## [Brief]
Emit the entire listing verbatim.

(Records excerpted from a collection)
_ _ _

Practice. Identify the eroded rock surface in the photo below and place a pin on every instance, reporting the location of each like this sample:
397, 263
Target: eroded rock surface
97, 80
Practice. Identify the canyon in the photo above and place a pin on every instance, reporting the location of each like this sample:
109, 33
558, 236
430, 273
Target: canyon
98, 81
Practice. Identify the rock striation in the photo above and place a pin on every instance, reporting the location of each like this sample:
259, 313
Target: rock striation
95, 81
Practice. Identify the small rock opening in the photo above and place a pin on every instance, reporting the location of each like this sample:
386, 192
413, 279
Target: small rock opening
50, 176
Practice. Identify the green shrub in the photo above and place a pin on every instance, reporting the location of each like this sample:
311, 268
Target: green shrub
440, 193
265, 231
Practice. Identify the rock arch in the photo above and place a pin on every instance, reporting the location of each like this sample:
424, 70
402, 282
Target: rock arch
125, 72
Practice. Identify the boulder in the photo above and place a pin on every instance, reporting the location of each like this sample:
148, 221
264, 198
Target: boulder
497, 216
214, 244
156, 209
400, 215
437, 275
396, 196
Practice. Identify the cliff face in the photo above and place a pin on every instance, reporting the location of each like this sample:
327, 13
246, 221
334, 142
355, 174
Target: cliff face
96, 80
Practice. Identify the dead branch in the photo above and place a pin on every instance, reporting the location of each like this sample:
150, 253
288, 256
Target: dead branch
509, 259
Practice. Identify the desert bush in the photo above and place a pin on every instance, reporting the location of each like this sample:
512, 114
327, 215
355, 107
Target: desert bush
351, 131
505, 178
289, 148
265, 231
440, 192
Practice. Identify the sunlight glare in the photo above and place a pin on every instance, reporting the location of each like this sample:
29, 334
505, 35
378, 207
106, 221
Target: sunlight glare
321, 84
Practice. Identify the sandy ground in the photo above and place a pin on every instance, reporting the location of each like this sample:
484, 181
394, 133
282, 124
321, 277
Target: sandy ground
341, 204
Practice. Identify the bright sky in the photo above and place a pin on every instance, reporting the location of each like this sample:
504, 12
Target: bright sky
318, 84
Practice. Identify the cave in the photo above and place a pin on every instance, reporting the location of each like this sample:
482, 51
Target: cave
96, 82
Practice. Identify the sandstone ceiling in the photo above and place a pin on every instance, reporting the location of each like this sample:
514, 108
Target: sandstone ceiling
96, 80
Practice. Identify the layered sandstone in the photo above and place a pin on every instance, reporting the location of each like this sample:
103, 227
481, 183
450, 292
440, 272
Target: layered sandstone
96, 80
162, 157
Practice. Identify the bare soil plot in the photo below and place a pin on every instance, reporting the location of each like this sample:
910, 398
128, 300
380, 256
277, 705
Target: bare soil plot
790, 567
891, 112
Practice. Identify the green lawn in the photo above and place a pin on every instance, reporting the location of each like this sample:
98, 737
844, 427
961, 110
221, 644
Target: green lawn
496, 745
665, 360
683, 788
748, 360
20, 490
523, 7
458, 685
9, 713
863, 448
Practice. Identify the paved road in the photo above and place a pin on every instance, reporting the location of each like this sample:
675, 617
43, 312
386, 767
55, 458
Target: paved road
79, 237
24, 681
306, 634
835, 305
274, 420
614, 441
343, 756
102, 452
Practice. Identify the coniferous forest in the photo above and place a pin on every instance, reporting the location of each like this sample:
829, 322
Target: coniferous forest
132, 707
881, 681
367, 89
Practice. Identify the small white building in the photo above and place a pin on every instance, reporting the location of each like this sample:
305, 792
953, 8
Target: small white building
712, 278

_ _ _

## [Solved exercise]
Practice. Identify the eroded rock surface in the photo below and place a pin on every instance, reporting the location of each like this sample:
397, 263
Target: eroded rock surface
97, 80
Practice. Identify the canyon in the photo above and place a pin on every instance, reporting the location of each like this sample:
109, 33
558, 236
430, 273
Target: canyon
98, 81
Practice. Identify the rock striation in the photo above and place a pin on every instance, reporting the location of each like this sample:
259, 313
Target: rock striation
95, 81
Practice. Identify the small rock opening in the photo above and place a pin on every instance, reporting the location of each like this sample:
386, 192
413, 279
Target: small rock opening
50, 176
Practice. Identify the green shrub in the photo above and place a pin on every instance, reporting the location of each like this sample:
311, 268
Target: green shrub
440, 193
265, 231
Practice. Identify the rock arch in the photo above and place a pin on every instance, reporting the location of each like this sample:
424, 70
402, 282
Target: rock arch
125, 72
Practice. Identify the boulder in the photo above and place a pin on every instance, reporting the location of each like this sample:
148, 221
264, 198
Target: boulder
497, 216
214, 244
156, 209
400, 215
437, 275
396, 196
Practice. Identify the cliff face in the photo above and place a pin on every instance, reporting the location of each like this sample:
327, 13
246, 221
334, 142
355, 174
Target: cliff face
96, 80
Practice. Identify the dead branch in the photo above and place a pin on every instance, reporting the location of each like this sample:
150, 253
288, 256
Target: dead branch
509, 259
Practice. Identify the desert bush in the photo above and place a pin on every instance, reporting the location of each like this sample:
512, 114
327, 215
355, 107
Target: desert bush
351, 131
505, 178
289, 148
265, 231
440, 192
Practice. Identify the sunlight glare in the photo above and place a pin on every instance, reporting the location of each like this sample:
29, 334
505, 35
378, 207
106, 221
Target: sunlight glare
321, 84
Practice. Identify the sandy ground in the photo above and place a pin on every instance, reporting the location of each like this sample:
484, 181
394, 133
282, 124
321, 277
Target: sandy ground
341, 204
Practice. Identify the bright sky in the photo above and place a pin on every instance, reporting the location of each like this sample:
504, 12
Target: bright sky
318, 84
Practice. Identify the cave in the photo above and place a pin on every instance, reporting the location of each like this sample:
482, 51
Target: cave
96, 82
Practice. Identify the sandstone ceiling in the photo above and place a pin on every instance, reporting the location of each like this sample:
514, 108
Target: sandstone ceiling
96, 80
Practice. Identify the layered sandstone in the photo above and place a pin on every instance, reporting the location of each like this sample:
103, 227
481, 183
450, 292
440, 272
Target: layered sandstone
96, 80
162, 157
Practice. Identify the bare soil plot in the photo below and place a pin on every instance, reporting the location of each like this sample:
910, 398
128, 300
380, 256
277, 705
Target: bare soil plot
790, 567
891, 112
Practice. Identify the green lawn in the photo above and place a pin on every instance, reporting the location of each like this sample:
98, 737
844, 427
961, 110
221, 644
Target: green lawn
496, 745
665, 360
683, 788
748, 360
20, 490
523, 7
458, 685
9, 713
863, 448
Practice. Identify the paved road in the photo above and place a pin on every instance, reporting the location of each like this sample:
675, 617
43, 312
386, 767
55, 458
Target: paved road
79, 237
24, 681
306, 634
835, 305
274, 420
614, 441
343, 756
102, 452
Practice. Identify the coniferous forest in the photo above and place a pin on every instance, reporting the location of each like this sample:
829, 322
Target: coniferous forest
132, 707
881, 681
367, 89
Practice. Identify the small white building in the photo above and place a pin on every instance, reporting the location of each like this sample:
305, 792
953, 8
Target: small white building
712, 278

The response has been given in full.